> Work to be completed:
Go through the listing and copy each line with the string "golden".

> Entries shown:
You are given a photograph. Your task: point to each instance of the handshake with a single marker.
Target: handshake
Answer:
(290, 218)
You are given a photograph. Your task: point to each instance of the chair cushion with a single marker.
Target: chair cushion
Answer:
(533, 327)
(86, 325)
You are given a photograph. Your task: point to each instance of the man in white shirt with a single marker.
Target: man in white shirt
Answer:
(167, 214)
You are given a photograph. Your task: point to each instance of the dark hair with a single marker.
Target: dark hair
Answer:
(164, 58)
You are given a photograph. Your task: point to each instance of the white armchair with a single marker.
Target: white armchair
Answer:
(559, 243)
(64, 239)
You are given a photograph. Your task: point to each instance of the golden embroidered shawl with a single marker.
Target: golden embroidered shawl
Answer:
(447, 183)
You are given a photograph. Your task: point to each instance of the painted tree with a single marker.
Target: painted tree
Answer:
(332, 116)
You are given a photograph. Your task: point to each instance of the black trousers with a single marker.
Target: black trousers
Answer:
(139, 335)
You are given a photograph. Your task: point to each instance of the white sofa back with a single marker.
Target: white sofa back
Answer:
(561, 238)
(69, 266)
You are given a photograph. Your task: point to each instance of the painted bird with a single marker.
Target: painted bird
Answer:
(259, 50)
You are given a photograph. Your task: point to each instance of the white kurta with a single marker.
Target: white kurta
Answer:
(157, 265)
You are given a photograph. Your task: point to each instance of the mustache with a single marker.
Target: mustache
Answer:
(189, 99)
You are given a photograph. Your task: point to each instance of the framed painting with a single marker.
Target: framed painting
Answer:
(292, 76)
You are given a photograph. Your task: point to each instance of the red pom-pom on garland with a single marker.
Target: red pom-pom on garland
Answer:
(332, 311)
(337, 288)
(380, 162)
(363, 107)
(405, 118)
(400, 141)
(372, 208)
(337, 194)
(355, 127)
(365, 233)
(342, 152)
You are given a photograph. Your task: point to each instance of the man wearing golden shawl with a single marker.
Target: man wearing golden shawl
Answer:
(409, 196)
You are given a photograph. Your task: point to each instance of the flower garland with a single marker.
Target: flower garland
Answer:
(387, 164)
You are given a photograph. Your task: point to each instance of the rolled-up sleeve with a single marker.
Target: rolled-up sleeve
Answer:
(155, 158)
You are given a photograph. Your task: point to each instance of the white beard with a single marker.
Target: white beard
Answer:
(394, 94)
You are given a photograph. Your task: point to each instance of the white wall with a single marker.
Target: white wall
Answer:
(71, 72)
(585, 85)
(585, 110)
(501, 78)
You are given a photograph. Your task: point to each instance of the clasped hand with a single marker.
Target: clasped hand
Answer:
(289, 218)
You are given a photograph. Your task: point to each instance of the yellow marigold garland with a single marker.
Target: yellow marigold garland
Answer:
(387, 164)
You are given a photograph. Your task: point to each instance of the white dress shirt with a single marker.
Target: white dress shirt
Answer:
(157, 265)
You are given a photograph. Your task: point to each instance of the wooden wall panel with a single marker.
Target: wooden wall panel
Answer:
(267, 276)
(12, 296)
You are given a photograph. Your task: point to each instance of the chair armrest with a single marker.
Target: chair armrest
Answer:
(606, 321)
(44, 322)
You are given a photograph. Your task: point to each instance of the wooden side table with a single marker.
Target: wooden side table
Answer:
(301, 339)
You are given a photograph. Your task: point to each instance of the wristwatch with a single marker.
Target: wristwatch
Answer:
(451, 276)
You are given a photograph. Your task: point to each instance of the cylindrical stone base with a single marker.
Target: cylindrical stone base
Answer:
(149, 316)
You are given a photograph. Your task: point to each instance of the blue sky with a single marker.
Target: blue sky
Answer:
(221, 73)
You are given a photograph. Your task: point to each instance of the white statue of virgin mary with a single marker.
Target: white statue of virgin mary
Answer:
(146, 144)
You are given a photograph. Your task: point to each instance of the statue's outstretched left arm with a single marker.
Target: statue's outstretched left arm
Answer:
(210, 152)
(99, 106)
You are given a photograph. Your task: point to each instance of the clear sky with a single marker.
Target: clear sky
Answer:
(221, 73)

> Output:
You are given a photograph. Your task: point to each instance of the golden embroidered shawl with a single marker.
Target: golden embroidered shawl
You are given a photograph. Your task: point to each instance of the man wearing golden shawl with a single marker.
Target: man wearing golden shawl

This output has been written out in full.